The Whitley Bay butcher who broke the glass ceiling

Kathryn Meadows of Whitley Bay’s Nicholson’s Butchers talks to High Life North about the necessity of innovation, women in the meat industry and ensuring sustainability.

Earlier this month, Whitley Bay’s Nicholson’s Butchers showcased their talents on the national stage as they won big at the Smithfield Awards at a ceremony in London.

The butchers scooped Gold awards for their Spanish Chicken and Chorizo Pie & Northumbrian Slow Cooked Beef Stroganoff Pie – the highest possible rating from the Guild, alongside 2 Silver awards for their Northumbrian Dry Aged Sirloin Steak and Homemade Pork Sausage.

The Butchers in Park View was founded by Charles Nicholson 110 years ago and the family-run business is still thriving four generations later with Kathryn Meadows at the helm.

The great-granddaughter of Charles Nicholson helped her Father and Grandfather at the butchers as a young girl and instantly developed a passion for the meat industry.

She subsequently went to university and got a degree in Food Science before working for big food manufacturers and retail companies. However, Meadows felt like she was just a “small cog in a big machine” and wanted something more fulfilling and to not have to “answer 600 questions before doing something.”

[Entries for labeling bounding boxes]
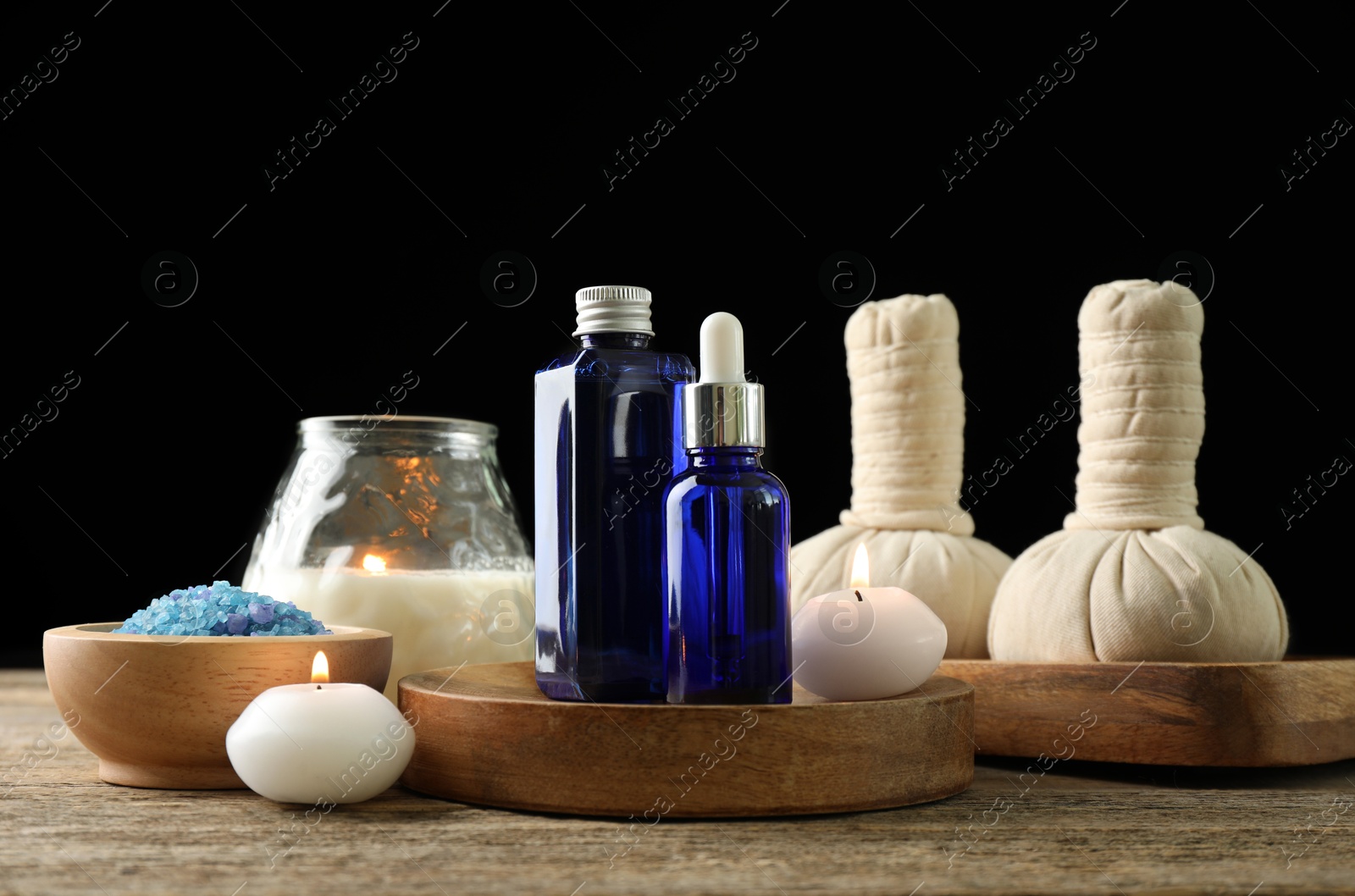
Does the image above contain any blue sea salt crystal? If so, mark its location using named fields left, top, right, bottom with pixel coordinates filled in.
left=113, top=582, right=334, bottom=637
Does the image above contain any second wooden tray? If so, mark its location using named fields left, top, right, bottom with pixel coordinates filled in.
left=400, top=663, right=974, bottom=824
left=939, top=657, right=1355, bottom=766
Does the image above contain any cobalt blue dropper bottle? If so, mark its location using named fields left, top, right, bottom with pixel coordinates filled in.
left=662, top=312, right=791, bottom=704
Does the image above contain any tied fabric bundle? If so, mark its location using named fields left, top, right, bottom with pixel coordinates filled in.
left=790, top=294, right=1011, bottom=659
left=987, top=280, right=1289, bottom=663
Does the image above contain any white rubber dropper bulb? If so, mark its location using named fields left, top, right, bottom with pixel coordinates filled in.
left=698, top=312, right=747, bottom=382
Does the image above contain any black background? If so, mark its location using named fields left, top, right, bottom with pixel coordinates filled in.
left=0, top=0, right=1355, bottom=666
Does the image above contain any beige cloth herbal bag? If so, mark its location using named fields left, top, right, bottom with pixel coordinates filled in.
left=987, top=280, right=1289, bottom=663
left=790, top=294, right=1011, bottom=657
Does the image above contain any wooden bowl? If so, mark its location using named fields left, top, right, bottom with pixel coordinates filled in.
left=42, top=622, right=391, bottom=790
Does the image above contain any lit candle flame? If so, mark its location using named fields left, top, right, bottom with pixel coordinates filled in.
left=849, top=541, right=870, bottom=589
left=310, top=650, right=329, bottom=684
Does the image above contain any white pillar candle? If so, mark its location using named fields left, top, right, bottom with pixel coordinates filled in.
left=790, top=544, right=946, bottom=700
left=246, top=567, right=535, bottom=702
left=226, top=652, right=415, bottom=805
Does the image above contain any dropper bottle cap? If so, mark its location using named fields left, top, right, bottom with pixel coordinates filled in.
left=683, top=312, right=767, bottom=449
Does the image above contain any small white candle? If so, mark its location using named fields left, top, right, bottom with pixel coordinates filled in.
left=790, top=544, right=946, bottom=700
left=226, top=650, right=415, bottom=805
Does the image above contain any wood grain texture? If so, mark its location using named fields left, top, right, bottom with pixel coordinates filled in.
left=400, top=663, right=974, bottom=823
left=8, top=671, right=1355, bottom=896
left=939, top=657, right=1355, bottom=767
left=42, top=622, right=391, bottom=789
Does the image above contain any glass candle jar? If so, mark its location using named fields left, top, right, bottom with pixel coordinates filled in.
left=244, top=415, right=535, bottom=701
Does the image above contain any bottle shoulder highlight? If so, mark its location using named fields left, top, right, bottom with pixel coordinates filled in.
left=537, top=346, right=696, bottom=382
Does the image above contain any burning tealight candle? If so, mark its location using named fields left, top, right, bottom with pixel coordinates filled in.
left=790, top=544, right=946, bottom=700
left=226, top=650, right=415, bottom=805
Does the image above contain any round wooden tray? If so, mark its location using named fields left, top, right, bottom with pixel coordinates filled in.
left=400, top=663, right=974, bottom=823
left=940, top=656, right=1355, bottom=767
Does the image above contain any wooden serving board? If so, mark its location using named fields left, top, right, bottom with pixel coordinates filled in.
left=400, top=663, right=974, bottom=824
left=939, top=657, right=1355, bottom=766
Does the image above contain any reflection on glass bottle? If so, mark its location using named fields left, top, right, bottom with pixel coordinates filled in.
left=535, top=286, right=695, bottom=701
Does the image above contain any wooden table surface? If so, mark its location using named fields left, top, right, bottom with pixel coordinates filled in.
left=0, top=670, right=1355, bottom=896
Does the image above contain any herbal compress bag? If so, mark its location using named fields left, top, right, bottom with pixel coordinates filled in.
left=987, top=280, right=1289, bottom=663
left=790, top=294, right=1011, bottom=657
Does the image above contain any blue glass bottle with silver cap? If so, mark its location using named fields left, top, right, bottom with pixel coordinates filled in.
left=535, top=286, right=696, bottom=702
left=662, top=312, right=791, bottom=704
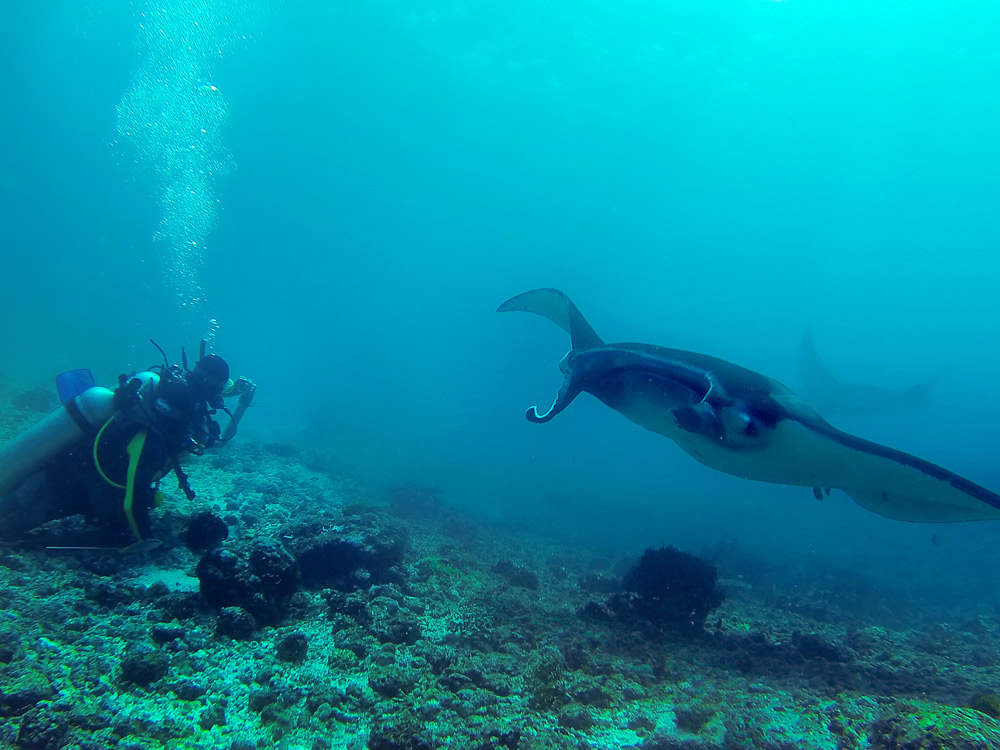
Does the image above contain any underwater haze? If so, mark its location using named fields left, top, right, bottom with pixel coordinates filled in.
left=0, top=0, right=1000, bottom=599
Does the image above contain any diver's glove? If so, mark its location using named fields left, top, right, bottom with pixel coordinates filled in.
left=111, top=375, right=142, bottom=411
left=230, top=376, right=257, bottom=407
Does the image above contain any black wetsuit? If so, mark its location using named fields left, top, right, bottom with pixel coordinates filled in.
left=0, top=422, right=173, bottom=544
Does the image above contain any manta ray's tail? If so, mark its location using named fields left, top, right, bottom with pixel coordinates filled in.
left=497, top=289, right=604, bottom=349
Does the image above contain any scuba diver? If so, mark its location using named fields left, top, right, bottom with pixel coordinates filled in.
left=0, top=340, right=257, bottom=552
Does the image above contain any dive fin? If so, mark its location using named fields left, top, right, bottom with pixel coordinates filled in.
left=497, top=289, right=604, bottom=356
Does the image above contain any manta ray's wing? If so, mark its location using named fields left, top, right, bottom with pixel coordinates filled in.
left=799, top=329, right=943, bottom=415
left=497, top=289, right=604, bottom=356
left=793, top=412, right=1000, bottom=523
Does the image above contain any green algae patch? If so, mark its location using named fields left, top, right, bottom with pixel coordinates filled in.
left=871, top=701, right=1000, bottom=750
left=969, top=693, right=1000, bottom=719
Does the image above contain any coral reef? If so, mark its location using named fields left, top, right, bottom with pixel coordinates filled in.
left=0, top=394, right=1000, bottom=750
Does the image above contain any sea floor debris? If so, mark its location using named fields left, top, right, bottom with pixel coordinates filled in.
left=0, top=396, right=1000, bottom=750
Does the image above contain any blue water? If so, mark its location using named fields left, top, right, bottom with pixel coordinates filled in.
left=0, top=0, right=1000, bottom=598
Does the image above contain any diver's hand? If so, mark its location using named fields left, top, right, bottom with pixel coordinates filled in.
left=236, top=377, right=257, bottom=407
left=111, top=375, right=142, bottom=411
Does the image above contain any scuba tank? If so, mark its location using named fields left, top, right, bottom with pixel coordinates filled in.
left=0, top=372, right=159, bottom=495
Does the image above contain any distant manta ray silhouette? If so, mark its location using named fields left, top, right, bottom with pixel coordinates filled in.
left=497, top=289, right=1000, bottom=522
left=799, top=329, right=943, bottom=415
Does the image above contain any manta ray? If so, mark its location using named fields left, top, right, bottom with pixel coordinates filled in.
left=497, top=289, right=1000, bottom=522
left=799, top=329, right=941, bottom=415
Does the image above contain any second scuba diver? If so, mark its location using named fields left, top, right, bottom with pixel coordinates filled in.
left=0, top=342, right=257, bottom=550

Goal 1 => State whether each statement below agrees with the article on Nicholson's Butchers. Answer yes or no, and quote the words of the article that decide it. (a) Charles Nicholson founded the business 110 years ago. (b) The butchers received Gold awards for their Homemade Pork Sausage. (c) Kathryn Meadows earned a degree in Food Science.
Goal 2 => Carry on the article about Nicholson's Butchers from the point at which it stops.

Right answer 1 =>
(a) Yes: "The Butchers in Park View was founded by Charles Nicholson 110 years ago"
(b) No: "alongside 2 Silver awards for their Northumbrian Dry Aged Sirloin Steak and Homemade Pork Sausage"
(c) Yes: "got a degree in Food Science"

Right answer 2 =>
Therefore, in 2012, she returned to the family business to re-learn the specific trade and operations before taking over from her now semi-retired father.

“It’s the best job I have ever had! The hardest, but the best at the same time,” said Meadows. “It’s really challenging but I love the fast pace and I’m never bored. I’m lucky that we have a fabulous team that works here and we are all excited about what we are doing and open to new ideas.”

Over the years, butchery has evolved and has had to adapt to the times. Butchers have to be more than butchers and continuously adapt to changing consumer trends and demands and strive to innovate to stay ahead of the increasing competition from supermarkets.

“We have had to change with the times. My background was in food product development and I worked for one of the big retailers so I had a lot of experience launching new products and putting them on the shelves. So when I took over from my Dad, I brought that experience here.”

Meadows has made sure that Nicholson’s is more of a “one-stop shop” and sells fruit and veg, bread buns for the meat and locally sourced cheeses that match the butcher’s ethos for sustainability.

The Whitley Bay butchers also ensure that they continue their legacy of innovation and developing fresh and exciting products for their customers to enjoy – like the aforementioned award-winning Spanish Chicken and Chorizo Pie.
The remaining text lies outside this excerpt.